Passage provided:

----

PORTLAND, Ore. (AP) — Luis Palau, an evangelical pastor who was born in Argentina and went on to work with Billy Graham before establishing his own powerhouse international ministry, died Thursday (March 11). He was 86.
The Luis Palau Association said he died at his home in Portland, Oregon. He had announced in January 2018 that he had been diagnosed with terminal lung cancer.
“It is with a mixture of sadness and joy that we share with you that Dad passed away early this morning. He died suddenly and very peacefully, just as he had hoped,” his family said in a statement. “This is hard news, but Luis is experiencing the beauty of the Lord face to face.”
Born to an affluent family in Buenos Aires, Palau rose from obscurity to become one of the most well-known international Christian evangelists. Over a career that spanned more than half a century, he authored 50 books and addressed 30 million people in 75 countries at evangelical “festivals” that were his modern-day take on the more traditional crusades that boosted his mentor and idol, Graham, to fame.
“In many ways, I feel the Lord has much more in store for me. Yet whatever tomorrow holds — I’m completely at peace. Both Patricia and I are,” he wrote to his followers after the diagnosis. “As we look back, we praise the Lord. Fifty-seven years of marriage. How many places we’ve been. How many people we’ve reached with the Gospel.”
His radio programs, including the international Spanish-language “Luis Palau Responde,” are broadcast on 3,500 stations in 48 countries, and his Portland-based Luis Palau Association organizes dozens of events each year on five continents.
The vastness of his evangelical empire, especially among Spanish-speaking faithful, long ago earned him the nickname the “Billy Graham of Latin America.” A decade ago, Palau began transferring day-to-day operations of that empire to three of his four sons, including one who is now an international evangelist in his own right.
“Everything is ready, so if the Lord wants to take me home … I’m ready,” he said in a January 2018 video to his followers. “I’ve preached about heaven … and I’ve often preached about the second coming and the resurrection, and now, it’s reality for me.”

----

Listed entries:
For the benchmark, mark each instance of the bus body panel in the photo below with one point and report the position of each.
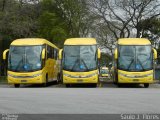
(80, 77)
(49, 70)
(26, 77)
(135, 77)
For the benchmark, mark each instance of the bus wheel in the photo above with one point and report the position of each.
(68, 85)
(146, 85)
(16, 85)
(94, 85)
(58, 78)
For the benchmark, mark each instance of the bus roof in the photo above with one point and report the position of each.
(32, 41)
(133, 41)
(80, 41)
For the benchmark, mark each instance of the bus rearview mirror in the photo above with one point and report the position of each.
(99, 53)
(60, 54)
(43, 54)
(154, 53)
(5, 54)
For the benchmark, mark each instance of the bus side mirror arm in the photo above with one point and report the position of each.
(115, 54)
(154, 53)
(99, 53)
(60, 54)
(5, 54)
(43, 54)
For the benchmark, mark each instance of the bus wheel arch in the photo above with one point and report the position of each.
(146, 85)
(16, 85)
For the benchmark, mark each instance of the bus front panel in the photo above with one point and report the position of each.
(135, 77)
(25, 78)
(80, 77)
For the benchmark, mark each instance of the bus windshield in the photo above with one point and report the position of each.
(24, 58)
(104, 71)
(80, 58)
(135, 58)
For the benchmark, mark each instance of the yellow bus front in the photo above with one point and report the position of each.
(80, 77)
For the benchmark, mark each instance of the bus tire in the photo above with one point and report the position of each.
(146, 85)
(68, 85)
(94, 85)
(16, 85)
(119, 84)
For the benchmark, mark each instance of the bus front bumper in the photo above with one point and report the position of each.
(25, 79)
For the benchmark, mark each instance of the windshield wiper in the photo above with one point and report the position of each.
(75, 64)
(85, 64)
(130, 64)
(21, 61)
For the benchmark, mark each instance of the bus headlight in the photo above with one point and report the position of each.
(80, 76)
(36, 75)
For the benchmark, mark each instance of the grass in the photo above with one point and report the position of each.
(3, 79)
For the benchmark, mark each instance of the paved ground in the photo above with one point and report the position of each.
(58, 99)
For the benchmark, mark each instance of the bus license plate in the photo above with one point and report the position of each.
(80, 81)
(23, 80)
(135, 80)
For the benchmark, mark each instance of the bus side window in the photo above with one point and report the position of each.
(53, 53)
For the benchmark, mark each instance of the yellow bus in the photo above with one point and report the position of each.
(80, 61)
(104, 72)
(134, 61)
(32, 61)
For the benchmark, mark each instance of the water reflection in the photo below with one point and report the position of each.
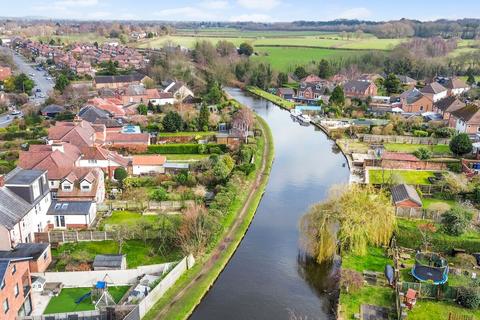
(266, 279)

----

Required action:
Continue the news story about Luis Palau's death from its last sentence.

Written response:
Palau was steeped in faith early in life by his father, a businessman who had been introduced to Christianity by a missionary. But when Palau’s father died suddenly, the family fell on hard times. In an autobiographical video interview on his website, Palau recalls his mother dividing a loaf of bread among her children or cutting a steak in eight pieces for dinner.
Palau, who had hoped to become a lawyer, was working an entry-level job at a bank when he heard Graham on the radio in 1952. It was transformative, he would later say, and Palau decided he wanted to become an evangelist himself one day.
“I would have gladly had a business or been a lawyer — either one — but the real commitment of my life was to win people to Jesus Christ. There’s nothing greater in the whole world,” he said in an interview on his website.
Palau moved to Oregon in 1960 to attend the Multnomah School of the Bible in Portland and met his future wife, a fellow Bible school student named Pat. The couple married in 1961 and had four sons, building their early family life around missionary work.
Palau interned with Graham in 1962 during a crusade in Fresno, California, and served as Graham’s Spanish-language interpreter during crusades in South and Central America in the 1960s.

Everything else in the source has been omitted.